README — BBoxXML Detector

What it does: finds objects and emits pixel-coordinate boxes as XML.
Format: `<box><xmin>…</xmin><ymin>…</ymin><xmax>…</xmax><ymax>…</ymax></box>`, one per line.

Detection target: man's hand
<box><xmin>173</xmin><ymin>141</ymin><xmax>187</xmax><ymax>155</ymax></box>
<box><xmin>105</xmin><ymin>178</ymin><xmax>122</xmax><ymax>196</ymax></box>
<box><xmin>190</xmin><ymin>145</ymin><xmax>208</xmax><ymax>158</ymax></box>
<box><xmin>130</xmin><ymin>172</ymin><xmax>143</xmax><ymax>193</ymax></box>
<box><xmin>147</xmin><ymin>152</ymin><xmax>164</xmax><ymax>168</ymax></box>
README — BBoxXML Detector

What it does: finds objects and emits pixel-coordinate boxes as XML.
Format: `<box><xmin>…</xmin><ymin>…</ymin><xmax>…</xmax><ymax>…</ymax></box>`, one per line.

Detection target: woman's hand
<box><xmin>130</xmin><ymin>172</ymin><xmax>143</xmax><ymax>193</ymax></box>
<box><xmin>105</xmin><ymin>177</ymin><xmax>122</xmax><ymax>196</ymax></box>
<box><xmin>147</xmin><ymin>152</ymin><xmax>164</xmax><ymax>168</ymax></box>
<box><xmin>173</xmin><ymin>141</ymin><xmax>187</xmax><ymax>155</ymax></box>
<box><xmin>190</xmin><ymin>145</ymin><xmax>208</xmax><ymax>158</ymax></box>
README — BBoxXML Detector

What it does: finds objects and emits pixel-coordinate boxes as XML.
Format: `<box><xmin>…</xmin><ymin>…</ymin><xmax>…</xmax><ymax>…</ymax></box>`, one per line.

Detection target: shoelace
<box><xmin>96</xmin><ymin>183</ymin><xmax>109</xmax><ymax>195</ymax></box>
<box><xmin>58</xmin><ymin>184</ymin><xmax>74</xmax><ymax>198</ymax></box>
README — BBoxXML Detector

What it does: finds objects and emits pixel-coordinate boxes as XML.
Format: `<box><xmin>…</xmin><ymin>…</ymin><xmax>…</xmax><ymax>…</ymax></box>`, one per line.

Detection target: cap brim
-=-=-
_Problem details_: From the data above, extract every line in its exact form.

_Result of this exercise_:
README — BBoxXML Detector

What it does: finds objects and emits pixel-coordinate boxes as XML.
Format: `<box><xmin>…</xmin><ymin>…</ymin><xmax>…</xmax><ymax>…</ymax></box>`, one per line.

Detection target: man's hand
<box><xmin>173</xmin><ymin>141</ymin><xmax>187</xmax><ymax>155</ymax></box>
<box><xmin>105</xmin><ymin>178</ymin><xmax>122</xmax><ymax>196</ymax></box>
<box><xmin>190</xmin><ymin>145</ymin><xmax>208</xmax><ymax>158</ymax></box>
<box><xmin>130</xmin><ymin>172</ymin><xmax>143</xmax><ymax>193</ymax></box>
<box><xmin>147</xmin><ymin>152</ymin><xmax>164</xmax><ymax>168</ymax></box>
README — BBoxXML Detector

What it does: finds objects and emits pixel-coordinate boxes as XML.
Format: `<box><xmin>…</xmin><ymin>…</ymin><xmax>…</xmax><ymax>…</ymax></box>`, one per line.

Detection target: woman's hand
<box><xmin>130</xmin><ymin>172</ymin><xmax>143</xmax><ymax>193</ymax></box>
<box><xmin>105</xmin><ymin>177</ymin><xmax>122</xmax><ymax>196</ymax></box>
<box><xmin>147</xmin><ymin>152</ymin><xmax>164</xmax><ymax>168</ymax></box>
<box><xmin>173</xmin><ymin>141</ymin><xmax>187</xmax><ymax>155</ymax></box>
<box><xmin>190</xmin><ymin>145</ymin><xmax>208</xmax><ymax>158</ymax></box>
README — BBoxXML Detector

What it does: finds objects and emits pixel-coordinate boxes as XML.
Format: `<box><xmin>…</xmin><ymin>…</ymin><xmax>…</xmax><ymax>…</ymax></box>`, one per line.

Detection target: shoelace
<box><xmin>96</xmin><ymin>183</ymin><xmax>109</xmax><ymax>195</ymax></box>
<box><xmin>58</xmin><ymin>184</ymin><xmax>74</xmax><ymax>198</ymax></box>
README — BBoxXML Detector

What it does: finds objects and emits pixel-coordinate boxes as XML.
Format: `<box><xmin>…</xmin><ymin>…</ymin><xmax>…</xmax><ymax>…</ymax></box>`, one per line.

Detection target: cap brim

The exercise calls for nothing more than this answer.